## Дневниковый отрывок
Теперь поняла, что томило меня всю дорогу в авто и откуда такой горький и тошный осадок. Боль души, недоумение ее каждый раз, как наткнется на неравенство жребиев человеческих – поскольку они зависят от людей. И еще – смутное, глубинное, неотступное ощущение, что мое место не здесь, где я как сыр в масле и где я в суете, от которой не умею отмежеваться. И вот это “не умею, не могу” в чем-то главном и создает те болевые точки совести, о которых напоминают люстры и ЗИСы (при сопоставлении с Сережиными фурункулами от недоедания и короткими рукавами вылинявшей его толстовки, в которой он приезжал в театр).

24 мая. Малоярославец

…Постучали в окно неожиданно. Распахнулись створки его, и появилась густоволосая, узкая голова, и перекинулось тут же полтуловища из окна – для поцелуя: Сережа. Через минуту в полутемной передней толпились вокруг меня все четыре отличника и раздавались приветственные клики.

И вот я опять среди них – до чего близких, до чего драгоценных. Душа приподнимает голову с какого-то парадного ложа (тарасовская квартира, тарасовский обиход, где в последнее время она жила в полупараличе).

33 тетрадь3.6–4.9.1938

17 июня. Остоженка

Всю жизнь на житейском плане были трудны мне три вещи: менять квартиру, шить новые одежды и идти к доктору. В этих трех пунктах я мистически и болезненно чувствовала ненужность для меня гнезда на этом свете, тленность того, кого собираюсь наряжать в новое платье, и смехотворную тщетность лечения (у докторов). Эти трудности, все три, предстали передо мной сейчас. От двух последних я отделалась тем, что решила ходить в отрепьях (моему демисезонному пальто 31 год), к докторам – глазному, ушному и т. д. – просто не пошла. Но избегнуть первой трудности уже было не в моей власти – квартиру меняет Алла, а мы с Леониллой включены в эту перемену механически. Испытала постыдное огорчение три часа тому назад, увидав ожидающую меня и Леониллу проходную, предельно неуютную комнату, и решила поехать за исцелением от “ранения” на Остоженку к Анне. В годы молодости мы нередко искали и всегда находили взаимную поддержку, когда жизнь толкнет так, что упадешь, ушибешься до крови, и тогда и не хватило бы сил и подняться, если бы не поспешно протянутая рука друга. В более поздние годы эти навыки отошли по разным причинам в прошлое. А сегодня я пришла к Анне с таким чувством, как 35 лет тому назад. И встретила такой же, как в те времена, живой отклик. И есть в Анне светлая отстоенность чувств и крепость и высота исходной точки, дающая право говорить очень известные, очень банальные “утешения” так, что они звучат действенно.

## Исходные данные
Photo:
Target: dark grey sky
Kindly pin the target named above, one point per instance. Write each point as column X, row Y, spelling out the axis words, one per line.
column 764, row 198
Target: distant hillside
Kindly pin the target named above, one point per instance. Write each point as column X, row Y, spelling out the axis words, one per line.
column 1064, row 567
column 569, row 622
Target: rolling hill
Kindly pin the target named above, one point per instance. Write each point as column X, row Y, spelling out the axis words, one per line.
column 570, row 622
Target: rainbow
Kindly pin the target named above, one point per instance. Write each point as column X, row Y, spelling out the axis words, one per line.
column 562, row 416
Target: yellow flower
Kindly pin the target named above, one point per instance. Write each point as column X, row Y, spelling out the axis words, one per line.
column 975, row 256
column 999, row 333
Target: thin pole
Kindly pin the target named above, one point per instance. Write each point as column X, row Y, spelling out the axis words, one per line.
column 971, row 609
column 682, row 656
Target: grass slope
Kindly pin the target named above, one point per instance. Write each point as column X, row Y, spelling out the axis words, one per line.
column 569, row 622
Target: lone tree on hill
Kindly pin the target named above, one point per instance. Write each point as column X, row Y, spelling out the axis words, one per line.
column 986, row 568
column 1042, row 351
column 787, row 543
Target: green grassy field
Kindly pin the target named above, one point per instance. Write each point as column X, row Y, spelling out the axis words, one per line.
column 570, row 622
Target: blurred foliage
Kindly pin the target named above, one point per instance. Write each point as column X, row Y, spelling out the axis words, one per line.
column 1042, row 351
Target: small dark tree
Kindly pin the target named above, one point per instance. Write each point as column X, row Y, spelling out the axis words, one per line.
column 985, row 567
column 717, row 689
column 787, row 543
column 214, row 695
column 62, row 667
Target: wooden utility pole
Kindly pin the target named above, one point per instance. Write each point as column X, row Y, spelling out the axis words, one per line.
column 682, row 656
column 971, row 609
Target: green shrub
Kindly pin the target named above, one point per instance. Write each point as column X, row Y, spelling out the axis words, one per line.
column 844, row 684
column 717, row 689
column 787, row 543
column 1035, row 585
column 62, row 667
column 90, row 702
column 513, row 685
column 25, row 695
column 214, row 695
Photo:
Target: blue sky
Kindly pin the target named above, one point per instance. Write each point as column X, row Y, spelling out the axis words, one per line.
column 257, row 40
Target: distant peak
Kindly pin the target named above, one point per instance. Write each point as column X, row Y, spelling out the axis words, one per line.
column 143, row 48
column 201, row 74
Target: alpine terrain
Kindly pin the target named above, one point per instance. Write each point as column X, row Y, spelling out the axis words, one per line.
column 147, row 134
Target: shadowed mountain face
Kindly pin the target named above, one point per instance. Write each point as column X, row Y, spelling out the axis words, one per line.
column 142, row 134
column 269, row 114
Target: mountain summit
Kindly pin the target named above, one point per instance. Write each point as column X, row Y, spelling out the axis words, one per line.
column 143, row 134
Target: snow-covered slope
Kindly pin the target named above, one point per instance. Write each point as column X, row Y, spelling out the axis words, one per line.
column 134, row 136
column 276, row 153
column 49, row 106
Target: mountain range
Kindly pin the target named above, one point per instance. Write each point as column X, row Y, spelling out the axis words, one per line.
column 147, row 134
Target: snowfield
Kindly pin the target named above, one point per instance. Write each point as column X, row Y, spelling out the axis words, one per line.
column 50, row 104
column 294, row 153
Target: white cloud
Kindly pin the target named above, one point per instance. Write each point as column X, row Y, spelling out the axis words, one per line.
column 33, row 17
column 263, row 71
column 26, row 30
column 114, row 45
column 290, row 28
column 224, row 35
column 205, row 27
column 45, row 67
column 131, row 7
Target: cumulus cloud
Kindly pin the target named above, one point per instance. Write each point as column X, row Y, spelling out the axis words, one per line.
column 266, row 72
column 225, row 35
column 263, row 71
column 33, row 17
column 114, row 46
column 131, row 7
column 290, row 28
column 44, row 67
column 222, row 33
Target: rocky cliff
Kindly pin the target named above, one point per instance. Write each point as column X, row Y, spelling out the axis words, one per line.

--

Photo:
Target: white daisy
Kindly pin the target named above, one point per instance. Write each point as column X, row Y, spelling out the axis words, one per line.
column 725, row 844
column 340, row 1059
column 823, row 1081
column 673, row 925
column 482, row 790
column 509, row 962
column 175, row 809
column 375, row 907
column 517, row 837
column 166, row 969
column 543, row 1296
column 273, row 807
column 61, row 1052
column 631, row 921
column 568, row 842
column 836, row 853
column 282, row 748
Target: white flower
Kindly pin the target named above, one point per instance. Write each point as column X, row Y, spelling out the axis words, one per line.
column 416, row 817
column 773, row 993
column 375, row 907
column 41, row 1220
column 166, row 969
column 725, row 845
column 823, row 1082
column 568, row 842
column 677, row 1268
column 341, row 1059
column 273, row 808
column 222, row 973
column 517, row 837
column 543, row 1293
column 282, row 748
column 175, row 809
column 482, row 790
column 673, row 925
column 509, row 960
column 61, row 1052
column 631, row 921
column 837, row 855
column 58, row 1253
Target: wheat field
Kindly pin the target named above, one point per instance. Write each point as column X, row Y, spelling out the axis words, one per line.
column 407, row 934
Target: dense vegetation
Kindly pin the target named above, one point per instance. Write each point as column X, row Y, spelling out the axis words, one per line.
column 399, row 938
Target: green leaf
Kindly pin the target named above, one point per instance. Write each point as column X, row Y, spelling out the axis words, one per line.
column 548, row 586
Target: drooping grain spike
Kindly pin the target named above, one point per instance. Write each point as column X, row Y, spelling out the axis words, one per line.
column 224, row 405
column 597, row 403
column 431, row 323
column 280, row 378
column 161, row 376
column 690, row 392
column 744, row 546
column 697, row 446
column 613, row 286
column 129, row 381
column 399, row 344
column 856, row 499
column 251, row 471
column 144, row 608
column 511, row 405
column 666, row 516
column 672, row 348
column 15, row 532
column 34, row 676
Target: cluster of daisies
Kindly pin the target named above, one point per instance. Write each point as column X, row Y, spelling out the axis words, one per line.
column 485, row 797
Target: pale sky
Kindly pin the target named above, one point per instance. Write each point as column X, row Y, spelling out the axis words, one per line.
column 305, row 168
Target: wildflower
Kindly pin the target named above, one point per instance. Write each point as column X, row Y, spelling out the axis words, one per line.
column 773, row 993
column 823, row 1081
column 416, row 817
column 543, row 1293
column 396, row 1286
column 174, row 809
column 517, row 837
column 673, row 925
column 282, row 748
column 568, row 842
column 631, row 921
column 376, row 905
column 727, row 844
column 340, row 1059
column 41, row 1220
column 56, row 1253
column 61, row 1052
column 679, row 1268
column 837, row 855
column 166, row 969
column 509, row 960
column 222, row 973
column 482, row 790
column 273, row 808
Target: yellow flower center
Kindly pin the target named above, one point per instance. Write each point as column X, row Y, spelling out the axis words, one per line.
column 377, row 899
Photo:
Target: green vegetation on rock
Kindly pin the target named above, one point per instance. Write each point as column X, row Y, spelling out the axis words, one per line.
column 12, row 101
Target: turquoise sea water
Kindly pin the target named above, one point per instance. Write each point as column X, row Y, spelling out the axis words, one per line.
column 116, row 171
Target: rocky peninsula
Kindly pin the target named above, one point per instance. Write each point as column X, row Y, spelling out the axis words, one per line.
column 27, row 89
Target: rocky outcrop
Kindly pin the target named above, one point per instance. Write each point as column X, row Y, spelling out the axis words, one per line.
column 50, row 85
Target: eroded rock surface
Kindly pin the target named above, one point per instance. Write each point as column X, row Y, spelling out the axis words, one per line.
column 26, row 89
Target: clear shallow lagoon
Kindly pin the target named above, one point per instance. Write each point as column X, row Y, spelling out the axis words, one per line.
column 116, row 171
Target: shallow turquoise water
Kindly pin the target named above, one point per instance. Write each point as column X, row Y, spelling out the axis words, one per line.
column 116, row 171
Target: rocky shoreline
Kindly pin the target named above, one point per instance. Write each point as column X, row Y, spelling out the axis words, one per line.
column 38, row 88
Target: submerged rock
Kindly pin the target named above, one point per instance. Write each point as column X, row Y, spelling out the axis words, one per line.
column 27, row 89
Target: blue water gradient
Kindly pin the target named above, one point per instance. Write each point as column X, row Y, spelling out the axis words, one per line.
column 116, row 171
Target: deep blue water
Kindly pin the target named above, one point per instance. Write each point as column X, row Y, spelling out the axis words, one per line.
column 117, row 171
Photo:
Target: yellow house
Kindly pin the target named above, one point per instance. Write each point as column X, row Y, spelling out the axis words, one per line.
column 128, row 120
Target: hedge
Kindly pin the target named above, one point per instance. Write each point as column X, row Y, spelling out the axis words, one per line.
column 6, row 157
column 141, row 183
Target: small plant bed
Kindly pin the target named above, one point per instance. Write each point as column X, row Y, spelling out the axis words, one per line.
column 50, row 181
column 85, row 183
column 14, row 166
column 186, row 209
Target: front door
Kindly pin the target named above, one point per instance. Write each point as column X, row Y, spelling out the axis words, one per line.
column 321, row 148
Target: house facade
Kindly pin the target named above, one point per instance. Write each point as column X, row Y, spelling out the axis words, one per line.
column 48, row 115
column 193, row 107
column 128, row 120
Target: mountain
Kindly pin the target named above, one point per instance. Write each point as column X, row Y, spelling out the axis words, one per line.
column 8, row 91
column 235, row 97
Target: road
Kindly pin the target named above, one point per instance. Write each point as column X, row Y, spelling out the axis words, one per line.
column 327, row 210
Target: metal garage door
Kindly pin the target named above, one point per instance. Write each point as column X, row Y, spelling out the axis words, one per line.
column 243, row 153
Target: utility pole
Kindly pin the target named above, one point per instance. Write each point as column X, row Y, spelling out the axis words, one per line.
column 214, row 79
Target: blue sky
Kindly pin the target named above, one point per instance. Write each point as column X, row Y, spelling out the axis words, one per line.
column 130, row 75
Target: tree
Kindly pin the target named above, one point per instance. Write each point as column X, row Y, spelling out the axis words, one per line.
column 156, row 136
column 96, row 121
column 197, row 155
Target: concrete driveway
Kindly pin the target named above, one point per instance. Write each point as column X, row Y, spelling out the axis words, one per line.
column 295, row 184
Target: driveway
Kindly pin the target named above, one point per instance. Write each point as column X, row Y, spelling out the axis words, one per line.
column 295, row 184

* * *

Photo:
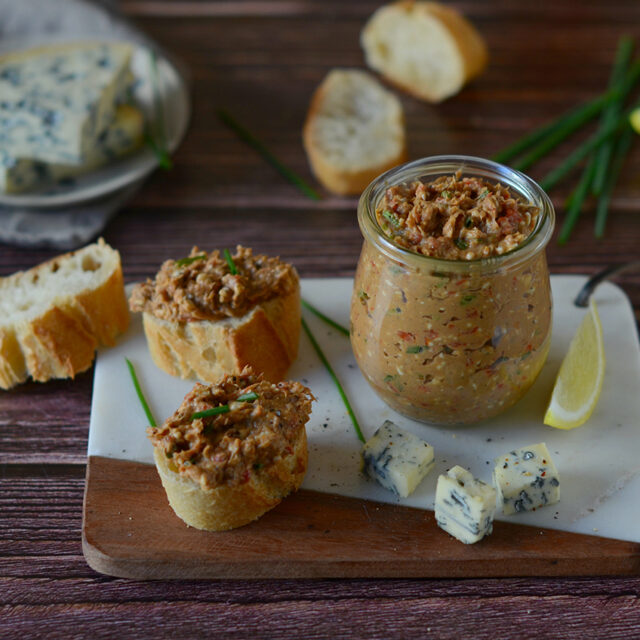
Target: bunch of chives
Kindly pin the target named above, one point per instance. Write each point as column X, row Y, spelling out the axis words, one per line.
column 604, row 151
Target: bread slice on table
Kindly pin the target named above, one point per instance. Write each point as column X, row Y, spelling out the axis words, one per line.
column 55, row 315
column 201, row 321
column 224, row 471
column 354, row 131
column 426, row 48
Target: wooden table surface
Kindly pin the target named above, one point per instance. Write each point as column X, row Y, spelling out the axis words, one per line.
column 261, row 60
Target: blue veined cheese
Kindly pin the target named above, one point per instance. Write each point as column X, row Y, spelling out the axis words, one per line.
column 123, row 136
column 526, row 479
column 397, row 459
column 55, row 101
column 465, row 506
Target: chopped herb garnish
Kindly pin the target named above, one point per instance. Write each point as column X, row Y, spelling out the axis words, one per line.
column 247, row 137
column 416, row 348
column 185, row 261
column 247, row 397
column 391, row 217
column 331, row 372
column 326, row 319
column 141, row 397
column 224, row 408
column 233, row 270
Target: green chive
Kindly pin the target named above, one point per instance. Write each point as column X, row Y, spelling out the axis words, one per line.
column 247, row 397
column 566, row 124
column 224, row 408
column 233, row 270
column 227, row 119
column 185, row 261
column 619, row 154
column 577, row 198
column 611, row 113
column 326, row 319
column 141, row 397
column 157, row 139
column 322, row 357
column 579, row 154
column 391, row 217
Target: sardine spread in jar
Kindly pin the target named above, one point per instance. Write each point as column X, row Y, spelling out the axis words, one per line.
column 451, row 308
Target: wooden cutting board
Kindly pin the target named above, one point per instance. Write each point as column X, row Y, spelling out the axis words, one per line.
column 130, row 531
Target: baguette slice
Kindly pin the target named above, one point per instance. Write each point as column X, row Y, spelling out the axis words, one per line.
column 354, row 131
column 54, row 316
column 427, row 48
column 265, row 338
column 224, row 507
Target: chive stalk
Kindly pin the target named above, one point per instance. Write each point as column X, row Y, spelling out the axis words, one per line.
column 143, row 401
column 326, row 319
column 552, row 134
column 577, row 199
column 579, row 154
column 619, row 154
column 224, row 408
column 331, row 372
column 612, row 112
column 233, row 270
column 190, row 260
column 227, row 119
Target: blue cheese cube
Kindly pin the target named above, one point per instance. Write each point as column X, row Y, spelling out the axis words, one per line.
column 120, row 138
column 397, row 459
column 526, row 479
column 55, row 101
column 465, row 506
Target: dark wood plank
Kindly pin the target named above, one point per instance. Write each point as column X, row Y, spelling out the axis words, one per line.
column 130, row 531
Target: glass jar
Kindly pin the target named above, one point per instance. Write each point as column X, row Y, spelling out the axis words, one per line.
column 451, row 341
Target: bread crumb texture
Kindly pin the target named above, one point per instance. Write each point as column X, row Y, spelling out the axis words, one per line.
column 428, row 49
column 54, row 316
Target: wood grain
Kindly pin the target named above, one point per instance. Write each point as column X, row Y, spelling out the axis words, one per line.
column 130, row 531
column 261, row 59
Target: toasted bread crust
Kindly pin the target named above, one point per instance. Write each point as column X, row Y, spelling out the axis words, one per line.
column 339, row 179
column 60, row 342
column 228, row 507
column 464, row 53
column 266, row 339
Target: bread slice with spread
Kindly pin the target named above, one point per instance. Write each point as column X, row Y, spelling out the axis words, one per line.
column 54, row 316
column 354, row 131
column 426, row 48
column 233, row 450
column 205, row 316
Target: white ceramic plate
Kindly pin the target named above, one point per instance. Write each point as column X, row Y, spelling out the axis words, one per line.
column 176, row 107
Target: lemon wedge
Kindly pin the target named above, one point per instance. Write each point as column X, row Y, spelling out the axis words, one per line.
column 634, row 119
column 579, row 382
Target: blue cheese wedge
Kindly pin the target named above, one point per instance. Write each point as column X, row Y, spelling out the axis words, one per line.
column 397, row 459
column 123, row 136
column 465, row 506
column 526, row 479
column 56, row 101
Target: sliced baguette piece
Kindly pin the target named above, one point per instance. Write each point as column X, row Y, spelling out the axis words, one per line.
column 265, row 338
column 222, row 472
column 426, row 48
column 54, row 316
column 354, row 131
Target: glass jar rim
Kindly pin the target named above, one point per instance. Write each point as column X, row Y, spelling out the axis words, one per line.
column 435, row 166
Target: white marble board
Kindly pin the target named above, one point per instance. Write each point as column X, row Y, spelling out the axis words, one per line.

## Задание
Допишите дневниковый отрывок дальше, начиная сразу после его последней фразы. Пункты исходных данных никак не связаны с дневниковым отрывком.

## Ответ
19 июня. Полдень. Глинищевский переулок

Безобразный, цвета подсохшей крови, кирпичный дом казематного вида впирается всем своим фасадом с какой-то аспидно-черной надстройкой на крыше в окна нашей квартиры.

Но странное дело: третьего дня он меня так ошеломил, так оскорбительно нагло вторгся в круг сознания, что я – в связи с общим разгромом в квартире, с ее придавленными неуклюжими окнами – заболела от него мозговой тошнотой, классическим депрессивным “унынием” и сбежала на сутки под благостный кров Анны. Сегодня же и на этот дом, и на грубые казематы окон, и на перспективу жить в проходной комнате смотрю спокойно, вернее – не вижу их. Как скоро душа, спасаясь от впечатлений, ее отравляющих, задергивает над ними завесу невидения (с шумами это сделать труднее).

На этот раз в быстрой перестановке угла зрения и задергивания завесы невидения очень помог день, проведенный с Анной, ее собранность, ее ригоризм и отстоянность внутреннего бассейна.

“Все – надо! Все – надо!” – недоуменно и укоризненно качая головой, говорила в давние дни старая соседка матери, созерцая мои сборы в Москву, покупки, укладывания, “лепешки-попутнички”, которые всегда пекла мать нам в дорогу.

Сейчас, при перевозке на квартиру и одновременно на дачу, вспомнилось это чуть насмешливое, но кроткое старушечье лицо, обвязанная дырявым платчишкой голова Дарьи Петровны Курманцевой, которой давно уже ничего не надо, после того, как горькая жизнь у злющей невестки привела ее к мирному холмику на Терновом кладбище Воронежа.